Content starts

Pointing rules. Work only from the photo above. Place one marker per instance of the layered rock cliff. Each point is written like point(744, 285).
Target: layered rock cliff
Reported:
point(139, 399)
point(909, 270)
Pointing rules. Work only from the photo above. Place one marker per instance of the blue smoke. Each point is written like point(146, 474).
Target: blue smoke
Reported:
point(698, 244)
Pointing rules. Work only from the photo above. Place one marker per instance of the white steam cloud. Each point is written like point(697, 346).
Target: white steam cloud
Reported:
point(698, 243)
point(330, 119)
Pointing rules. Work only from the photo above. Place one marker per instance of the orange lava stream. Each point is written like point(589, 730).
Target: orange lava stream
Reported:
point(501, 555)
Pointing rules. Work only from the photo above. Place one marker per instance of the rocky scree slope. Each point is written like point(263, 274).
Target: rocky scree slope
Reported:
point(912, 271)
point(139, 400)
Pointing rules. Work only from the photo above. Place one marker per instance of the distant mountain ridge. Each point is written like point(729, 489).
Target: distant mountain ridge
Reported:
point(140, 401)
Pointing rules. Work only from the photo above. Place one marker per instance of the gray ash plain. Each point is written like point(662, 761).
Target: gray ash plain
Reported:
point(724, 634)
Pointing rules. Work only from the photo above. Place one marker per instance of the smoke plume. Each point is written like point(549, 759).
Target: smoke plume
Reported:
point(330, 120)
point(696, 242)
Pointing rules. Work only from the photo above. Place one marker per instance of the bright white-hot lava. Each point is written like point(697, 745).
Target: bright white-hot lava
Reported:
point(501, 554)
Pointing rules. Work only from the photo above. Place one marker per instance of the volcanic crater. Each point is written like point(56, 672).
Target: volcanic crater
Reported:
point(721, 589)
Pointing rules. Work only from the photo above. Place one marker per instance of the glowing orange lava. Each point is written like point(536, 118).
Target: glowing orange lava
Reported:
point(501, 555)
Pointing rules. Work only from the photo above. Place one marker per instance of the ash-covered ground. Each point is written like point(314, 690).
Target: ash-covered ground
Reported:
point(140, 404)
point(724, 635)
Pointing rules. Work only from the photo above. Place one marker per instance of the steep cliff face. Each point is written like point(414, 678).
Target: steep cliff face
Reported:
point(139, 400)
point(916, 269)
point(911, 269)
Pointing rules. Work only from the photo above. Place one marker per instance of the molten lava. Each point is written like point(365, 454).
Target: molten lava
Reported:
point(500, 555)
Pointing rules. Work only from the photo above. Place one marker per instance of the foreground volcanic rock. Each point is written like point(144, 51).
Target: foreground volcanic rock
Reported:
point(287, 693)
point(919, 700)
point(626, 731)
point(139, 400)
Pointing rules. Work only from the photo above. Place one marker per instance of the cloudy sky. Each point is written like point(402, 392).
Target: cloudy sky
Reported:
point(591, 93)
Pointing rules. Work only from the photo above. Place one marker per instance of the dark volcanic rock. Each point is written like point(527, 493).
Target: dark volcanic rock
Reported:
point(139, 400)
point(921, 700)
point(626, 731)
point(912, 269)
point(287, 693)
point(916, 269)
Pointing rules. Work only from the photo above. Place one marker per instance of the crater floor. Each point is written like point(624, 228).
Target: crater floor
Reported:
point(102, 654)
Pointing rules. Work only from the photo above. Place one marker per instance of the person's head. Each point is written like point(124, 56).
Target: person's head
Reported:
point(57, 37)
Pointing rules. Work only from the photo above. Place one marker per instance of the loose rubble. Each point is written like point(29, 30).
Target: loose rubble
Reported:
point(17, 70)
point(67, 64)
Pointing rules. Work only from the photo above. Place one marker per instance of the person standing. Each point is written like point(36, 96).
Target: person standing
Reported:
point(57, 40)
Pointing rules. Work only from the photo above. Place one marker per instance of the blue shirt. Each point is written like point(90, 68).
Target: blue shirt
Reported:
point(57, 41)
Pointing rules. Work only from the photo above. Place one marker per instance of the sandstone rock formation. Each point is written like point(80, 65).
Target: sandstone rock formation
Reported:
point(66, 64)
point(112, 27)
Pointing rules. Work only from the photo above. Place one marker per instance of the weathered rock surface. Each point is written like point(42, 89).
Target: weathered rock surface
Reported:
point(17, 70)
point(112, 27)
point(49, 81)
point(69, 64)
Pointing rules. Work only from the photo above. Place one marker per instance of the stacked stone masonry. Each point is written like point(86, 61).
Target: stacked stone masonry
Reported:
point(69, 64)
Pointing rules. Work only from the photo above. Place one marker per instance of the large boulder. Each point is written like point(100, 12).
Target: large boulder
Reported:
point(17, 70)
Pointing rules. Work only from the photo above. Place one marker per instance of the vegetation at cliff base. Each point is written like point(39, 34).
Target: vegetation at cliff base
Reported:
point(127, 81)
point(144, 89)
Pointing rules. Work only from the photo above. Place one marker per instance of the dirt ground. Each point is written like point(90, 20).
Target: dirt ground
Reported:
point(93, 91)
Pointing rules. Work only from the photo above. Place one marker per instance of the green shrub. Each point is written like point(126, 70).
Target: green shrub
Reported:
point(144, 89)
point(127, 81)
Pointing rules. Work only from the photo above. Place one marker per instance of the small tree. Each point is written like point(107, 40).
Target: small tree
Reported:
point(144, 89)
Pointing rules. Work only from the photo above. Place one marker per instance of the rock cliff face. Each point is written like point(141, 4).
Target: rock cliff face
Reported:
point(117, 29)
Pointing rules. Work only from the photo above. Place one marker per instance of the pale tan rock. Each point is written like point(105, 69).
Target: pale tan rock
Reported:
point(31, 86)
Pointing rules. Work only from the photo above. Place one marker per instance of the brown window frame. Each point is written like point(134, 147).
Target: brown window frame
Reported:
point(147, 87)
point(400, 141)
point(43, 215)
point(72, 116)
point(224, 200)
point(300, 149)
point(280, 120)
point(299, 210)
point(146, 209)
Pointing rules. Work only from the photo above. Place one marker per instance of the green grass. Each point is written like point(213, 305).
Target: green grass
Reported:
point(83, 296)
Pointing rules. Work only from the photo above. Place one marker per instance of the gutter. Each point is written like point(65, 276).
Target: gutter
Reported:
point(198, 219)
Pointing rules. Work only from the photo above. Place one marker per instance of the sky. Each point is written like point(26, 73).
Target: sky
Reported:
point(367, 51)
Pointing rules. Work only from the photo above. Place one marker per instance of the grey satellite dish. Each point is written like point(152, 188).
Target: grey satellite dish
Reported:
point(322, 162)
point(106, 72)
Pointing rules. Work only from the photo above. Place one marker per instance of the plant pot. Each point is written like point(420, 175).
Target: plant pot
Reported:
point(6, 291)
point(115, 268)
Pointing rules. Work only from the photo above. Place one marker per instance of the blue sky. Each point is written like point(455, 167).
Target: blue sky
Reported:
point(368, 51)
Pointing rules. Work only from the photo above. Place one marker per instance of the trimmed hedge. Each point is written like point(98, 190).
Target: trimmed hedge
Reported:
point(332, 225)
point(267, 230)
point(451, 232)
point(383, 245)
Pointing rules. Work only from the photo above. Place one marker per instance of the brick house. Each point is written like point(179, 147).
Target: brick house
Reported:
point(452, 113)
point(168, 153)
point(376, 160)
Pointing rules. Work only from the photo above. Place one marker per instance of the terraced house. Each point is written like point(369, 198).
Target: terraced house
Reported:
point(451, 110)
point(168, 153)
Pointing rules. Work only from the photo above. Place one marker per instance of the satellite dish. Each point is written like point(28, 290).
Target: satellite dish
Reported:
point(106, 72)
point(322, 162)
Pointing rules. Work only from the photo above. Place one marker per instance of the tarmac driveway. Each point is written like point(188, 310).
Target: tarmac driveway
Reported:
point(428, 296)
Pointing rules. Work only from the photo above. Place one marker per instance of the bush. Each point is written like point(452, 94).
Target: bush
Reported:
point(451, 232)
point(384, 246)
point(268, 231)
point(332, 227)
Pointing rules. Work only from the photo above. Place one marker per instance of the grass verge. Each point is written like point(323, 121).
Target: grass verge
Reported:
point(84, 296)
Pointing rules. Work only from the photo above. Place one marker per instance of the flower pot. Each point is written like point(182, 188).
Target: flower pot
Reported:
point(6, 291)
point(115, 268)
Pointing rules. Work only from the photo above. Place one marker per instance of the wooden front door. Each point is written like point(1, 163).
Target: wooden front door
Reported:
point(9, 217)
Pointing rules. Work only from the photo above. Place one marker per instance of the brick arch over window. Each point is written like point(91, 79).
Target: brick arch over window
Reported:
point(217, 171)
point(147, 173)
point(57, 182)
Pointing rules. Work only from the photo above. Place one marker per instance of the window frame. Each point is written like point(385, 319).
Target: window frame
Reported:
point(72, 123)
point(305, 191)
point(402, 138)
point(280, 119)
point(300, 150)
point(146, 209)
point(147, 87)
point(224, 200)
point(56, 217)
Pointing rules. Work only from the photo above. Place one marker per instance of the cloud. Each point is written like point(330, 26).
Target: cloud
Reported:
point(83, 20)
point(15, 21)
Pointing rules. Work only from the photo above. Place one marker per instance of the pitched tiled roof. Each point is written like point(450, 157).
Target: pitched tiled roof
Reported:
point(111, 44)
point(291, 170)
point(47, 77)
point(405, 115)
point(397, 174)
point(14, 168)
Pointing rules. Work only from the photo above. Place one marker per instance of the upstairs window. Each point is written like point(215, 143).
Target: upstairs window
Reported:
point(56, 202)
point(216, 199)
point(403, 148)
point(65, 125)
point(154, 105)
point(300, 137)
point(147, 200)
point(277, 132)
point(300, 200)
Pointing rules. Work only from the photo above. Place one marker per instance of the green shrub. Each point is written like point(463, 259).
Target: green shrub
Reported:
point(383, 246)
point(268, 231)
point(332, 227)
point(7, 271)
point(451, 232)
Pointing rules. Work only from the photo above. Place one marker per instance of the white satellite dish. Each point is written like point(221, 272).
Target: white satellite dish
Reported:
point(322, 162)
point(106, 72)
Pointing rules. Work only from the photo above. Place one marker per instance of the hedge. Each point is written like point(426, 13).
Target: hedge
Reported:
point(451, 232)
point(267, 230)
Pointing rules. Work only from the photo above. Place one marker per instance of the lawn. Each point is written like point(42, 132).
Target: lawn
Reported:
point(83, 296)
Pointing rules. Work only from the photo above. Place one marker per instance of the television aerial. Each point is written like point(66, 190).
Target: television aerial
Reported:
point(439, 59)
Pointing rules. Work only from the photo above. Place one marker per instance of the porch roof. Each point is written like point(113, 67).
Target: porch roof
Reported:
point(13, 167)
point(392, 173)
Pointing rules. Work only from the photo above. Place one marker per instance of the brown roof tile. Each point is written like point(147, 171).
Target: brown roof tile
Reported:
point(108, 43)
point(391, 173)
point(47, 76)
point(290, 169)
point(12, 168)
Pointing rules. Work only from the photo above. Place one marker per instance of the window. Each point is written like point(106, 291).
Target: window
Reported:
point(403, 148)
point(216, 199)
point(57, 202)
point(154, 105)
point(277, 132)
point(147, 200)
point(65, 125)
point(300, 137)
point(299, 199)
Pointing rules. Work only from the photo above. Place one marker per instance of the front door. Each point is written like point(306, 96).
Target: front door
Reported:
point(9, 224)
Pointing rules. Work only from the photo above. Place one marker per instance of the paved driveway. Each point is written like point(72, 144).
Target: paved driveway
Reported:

Content ends

What to work on: With the line containing "like point(106, 291)." as the first and the last line above as the final one, copy those lines exactly and no others.

Solution:
Pointing rules. Work only from the photo above. Place one marker per instance of the window. Each point is written like point(106, 291).
Target: window
Reported:
point(403, 148)
point(216, 199)
point(57, 202)
point(154, 105)
point(277, 132)
point(147, 200)
point(65, 125)
point(300, 137)
point(299, 199)
Pointing rules. Work only from the photo above. Place one marker per instance of the front door. Each point is written like point(306, 96).
Target: front door
Reported:
point(9, 224)
Pointing rules. Work only from the photo above. Place one marker per instance of the paved driveway. Each point is written like point(72, 144).
Target: paved driveway
Reported:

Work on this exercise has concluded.